» YOUR ASSIGNMENT: Copy each line below as written, but skip the pictures.

» RECORDS FOR THIS EXERCISE:
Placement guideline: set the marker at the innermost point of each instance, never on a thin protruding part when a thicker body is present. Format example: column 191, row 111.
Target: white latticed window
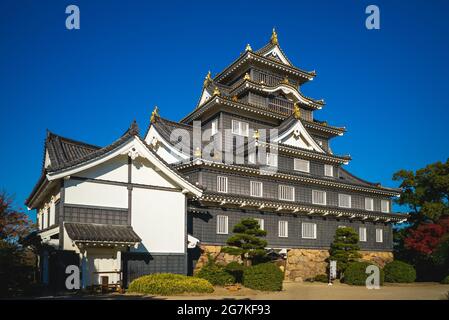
column 362, row 234
column 318, row 197
column 283, row 229
column 272, row 159
column 369, row 204
column 239, row 127
column 328, row 170
column 222, row 184
column 222, row 224
column 256, row 189
column 261, row 223
column 286, row 193
column 252, row 157
column 344, row 201
column 302, row 165
column 379, row 235
column 308, row 230
column 385, row 206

» YOUR RESPONSE:
Placement guideline: set the marker at the innermost point of each instance, never on a thin protruding part when a thicker body is present. Format example: column 191, row 111.
Target: white latticed window
column 362, row 234
column 318, row 197
column 283, row 229
column 272, row 159
column 369, row 204
column 239, row 127
column 328, row 170
column 222, row 184
column 222, row 224
column 256, row 189
column 261, row 223
column 286, row 193
column 252, row 157
column 344, row 201
column 302, row 165
column 379, row 235
column 308, row 230
column 385, row 206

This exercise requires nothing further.